-- Task inputs follows --

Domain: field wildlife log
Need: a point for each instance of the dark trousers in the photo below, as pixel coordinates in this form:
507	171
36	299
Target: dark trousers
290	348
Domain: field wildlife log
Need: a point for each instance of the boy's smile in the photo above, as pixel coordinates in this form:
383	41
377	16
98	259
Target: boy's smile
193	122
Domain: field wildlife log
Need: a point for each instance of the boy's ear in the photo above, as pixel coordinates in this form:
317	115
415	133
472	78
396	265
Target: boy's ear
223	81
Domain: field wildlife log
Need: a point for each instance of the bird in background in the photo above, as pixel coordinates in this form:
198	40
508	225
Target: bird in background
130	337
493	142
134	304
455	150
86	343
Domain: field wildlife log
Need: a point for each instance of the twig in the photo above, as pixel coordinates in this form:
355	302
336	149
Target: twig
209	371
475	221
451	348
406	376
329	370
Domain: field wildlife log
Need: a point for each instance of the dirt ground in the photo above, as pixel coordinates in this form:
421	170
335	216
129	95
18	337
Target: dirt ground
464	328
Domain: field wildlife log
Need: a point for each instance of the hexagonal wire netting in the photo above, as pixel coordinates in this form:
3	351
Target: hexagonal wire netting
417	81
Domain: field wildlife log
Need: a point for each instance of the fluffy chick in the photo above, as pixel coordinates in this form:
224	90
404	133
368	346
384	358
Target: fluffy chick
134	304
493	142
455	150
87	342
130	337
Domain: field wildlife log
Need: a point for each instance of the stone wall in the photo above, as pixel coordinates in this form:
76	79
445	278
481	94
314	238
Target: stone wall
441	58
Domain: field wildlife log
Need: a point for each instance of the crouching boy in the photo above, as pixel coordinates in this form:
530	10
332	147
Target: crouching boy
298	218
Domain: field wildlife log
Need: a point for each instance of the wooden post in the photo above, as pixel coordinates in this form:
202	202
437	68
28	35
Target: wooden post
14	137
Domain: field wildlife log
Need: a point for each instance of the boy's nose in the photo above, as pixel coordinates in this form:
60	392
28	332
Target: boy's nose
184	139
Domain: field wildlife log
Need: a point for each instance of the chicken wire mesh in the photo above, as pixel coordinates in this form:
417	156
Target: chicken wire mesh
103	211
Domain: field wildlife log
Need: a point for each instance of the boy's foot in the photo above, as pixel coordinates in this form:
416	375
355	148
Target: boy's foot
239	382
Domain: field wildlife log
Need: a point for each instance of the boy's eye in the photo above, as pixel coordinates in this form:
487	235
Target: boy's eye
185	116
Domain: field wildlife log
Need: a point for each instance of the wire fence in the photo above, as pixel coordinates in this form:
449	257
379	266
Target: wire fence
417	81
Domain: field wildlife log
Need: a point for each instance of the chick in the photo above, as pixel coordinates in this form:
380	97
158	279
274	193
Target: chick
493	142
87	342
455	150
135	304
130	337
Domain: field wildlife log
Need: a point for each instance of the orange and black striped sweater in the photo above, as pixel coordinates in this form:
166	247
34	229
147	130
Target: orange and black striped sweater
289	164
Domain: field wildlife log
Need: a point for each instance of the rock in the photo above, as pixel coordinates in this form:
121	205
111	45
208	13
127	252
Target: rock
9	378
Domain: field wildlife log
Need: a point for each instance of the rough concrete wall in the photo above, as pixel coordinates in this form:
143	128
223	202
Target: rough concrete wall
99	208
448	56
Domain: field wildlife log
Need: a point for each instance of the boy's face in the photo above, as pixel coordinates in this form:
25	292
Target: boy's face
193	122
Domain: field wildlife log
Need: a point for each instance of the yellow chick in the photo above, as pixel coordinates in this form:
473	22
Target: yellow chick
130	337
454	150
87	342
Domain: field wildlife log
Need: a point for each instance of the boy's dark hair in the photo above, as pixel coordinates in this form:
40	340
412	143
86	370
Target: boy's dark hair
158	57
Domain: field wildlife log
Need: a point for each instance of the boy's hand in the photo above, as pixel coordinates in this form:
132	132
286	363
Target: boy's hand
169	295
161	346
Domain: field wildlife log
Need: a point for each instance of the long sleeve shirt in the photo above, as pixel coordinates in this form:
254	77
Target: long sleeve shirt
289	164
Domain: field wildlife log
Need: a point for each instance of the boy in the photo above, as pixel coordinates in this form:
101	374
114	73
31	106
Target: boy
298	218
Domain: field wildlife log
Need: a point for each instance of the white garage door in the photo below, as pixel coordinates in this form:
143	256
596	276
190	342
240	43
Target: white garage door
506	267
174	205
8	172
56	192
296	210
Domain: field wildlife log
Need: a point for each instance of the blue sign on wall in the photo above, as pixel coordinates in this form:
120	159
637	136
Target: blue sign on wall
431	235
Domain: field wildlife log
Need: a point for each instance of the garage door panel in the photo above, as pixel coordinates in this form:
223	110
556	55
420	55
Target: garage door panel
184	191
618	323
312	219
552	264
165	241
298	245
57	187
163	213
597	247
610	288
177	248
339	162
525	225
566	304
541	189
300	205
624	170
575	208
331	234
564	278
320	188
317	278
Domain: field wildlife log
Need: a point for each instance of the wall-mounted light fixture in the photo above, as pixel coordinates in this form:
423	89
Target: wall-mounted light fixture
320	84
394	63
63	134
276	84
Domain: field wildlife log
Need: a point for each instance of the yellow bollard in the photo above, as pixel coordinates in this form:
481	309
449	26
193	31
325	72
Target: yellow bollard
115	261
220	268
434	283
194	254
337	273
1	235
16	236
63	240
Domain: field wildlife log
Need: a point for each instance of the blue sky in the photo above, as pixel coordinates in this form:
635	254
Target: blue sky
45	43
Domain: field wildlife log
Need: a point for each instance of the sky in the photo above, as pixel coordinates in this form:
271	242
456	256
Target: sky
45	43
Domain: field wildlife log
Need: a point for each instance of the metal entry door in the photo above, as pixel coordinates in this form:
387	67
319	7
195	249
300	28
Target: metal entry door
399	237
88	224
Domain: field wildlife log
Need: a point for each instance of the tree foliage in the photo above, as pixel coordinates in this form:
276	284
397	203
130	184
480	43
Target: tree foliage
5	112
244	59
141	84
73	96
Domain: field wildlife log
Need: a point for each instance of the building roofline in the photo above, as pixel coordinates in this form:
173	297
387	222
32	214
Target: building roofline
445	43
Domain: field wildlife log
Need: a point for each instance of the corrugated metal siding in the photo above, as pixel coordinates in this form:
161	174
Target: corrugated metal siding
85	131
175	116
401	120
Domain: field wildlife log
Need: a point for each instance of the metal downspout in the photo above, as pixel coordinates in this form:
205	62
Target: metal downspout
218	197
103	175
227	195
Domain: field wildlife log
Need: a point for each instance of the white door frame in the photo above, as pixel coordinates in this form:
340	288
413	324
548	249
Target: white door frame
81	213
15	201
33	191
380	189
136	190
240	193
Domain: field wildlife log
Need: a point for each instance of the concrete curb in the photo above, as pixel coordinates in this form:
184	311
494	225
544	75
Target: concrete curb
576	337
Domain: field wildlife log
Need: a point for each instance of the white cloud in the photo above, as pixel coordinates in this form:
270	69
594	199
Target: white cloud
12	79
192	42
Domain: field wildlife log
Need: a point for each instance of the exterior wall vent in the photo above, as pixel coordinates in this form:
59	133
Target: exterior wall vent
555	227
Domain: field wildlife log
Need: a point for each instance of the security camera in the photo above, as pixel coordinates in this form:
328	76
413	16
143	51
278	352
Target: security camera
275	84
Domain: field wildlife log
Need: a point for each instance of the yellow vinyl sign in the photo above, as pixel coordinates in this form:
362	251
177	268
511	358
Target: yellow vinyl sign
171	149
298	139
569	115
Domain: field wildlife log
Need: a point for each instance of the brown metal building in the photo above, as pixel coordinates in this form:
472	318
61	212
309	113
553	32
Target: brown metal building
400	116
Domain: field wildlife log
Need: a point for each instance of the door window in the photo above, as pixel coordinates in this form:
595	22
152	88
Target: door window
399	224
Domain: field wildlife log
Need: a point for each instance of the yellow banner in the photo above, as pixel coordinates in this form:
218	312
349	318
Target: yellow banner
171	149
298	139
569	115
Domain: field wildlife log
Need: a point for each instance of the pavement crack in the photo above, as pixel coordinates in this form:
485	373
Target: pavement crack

-- Task inputs concluded --

Copy out each line of the records where the word "pavement" appears.

Answer to the exercise:
Need: a point for each instance of the pavement crack in the photo above, as pixel coordinates in this form:
Target: pavement crack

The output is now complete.